DIRECTIONS
Up to and including the final line, retype each line of the records below, starting with the one that contains "Definition first: for each instance of the tree, imagine".

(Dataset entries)

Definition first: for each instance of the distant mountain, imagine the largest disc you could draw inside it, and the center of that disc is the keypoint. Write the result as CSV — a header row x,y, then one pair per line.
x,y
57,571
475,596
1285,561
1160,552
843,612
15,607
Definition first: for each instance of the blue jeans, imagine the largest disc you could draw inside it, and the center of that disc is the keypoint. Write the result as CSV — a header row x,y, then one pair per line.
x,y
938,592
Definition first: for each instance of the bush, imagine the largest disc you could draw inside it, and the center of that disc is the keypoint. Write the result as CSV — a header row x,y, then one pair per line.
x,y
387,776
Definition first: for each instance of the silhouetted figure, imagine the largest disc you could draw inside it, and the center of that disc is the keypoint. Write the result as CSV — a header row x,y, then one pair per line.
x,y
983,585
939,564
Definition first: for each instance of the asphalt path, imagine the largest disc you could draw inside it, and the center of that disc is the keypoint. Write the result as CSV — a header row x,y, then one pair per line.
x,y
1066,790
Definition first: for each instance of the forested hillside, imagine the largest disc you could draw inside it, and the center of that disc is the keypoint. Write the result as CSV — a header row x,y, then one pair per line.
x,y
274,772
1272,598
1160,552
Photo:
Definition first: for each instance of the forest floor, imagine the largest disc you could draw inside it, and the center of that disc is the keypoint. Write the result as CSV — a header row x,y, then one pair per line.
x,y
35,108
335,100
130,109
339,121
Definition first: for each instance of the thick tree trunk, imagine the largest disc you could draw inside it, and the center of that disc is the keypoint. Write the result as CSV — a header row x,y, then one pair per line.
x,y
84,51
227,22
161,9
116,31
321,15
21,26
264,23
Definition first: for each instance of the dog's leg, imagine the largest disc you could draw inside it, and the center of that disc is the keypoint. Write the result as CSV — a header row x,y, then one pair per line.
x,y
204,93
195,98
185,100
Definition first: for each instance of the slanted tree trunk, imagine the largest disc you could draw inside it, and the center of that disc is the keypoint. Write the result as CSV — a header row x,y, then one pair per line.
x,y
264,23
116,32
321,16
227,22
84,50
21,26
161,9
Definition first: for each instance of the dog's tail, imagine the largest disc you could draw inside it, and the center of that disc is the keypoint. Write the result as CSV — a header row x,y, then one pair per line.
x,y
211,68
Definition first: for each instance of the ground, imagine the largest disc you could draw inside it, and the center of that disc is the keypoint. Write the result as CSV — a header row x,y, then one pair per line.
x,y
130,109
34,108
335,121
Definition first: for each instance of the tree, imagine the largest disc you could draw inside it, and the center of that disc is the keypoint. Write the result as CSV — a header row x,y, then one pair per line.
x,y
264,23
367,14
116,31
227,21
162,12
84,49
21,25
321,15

TASK OUTPUT
Definition first: for each instance of the tree, imagine the largest disc you could draw inside it, and the center of that disc is the keypoint. Write the result as CSV — a header row x,y, then one pair per line.
x,y
264,23
367,14
116,31
227,21
162,12
84,49
21,25
321,15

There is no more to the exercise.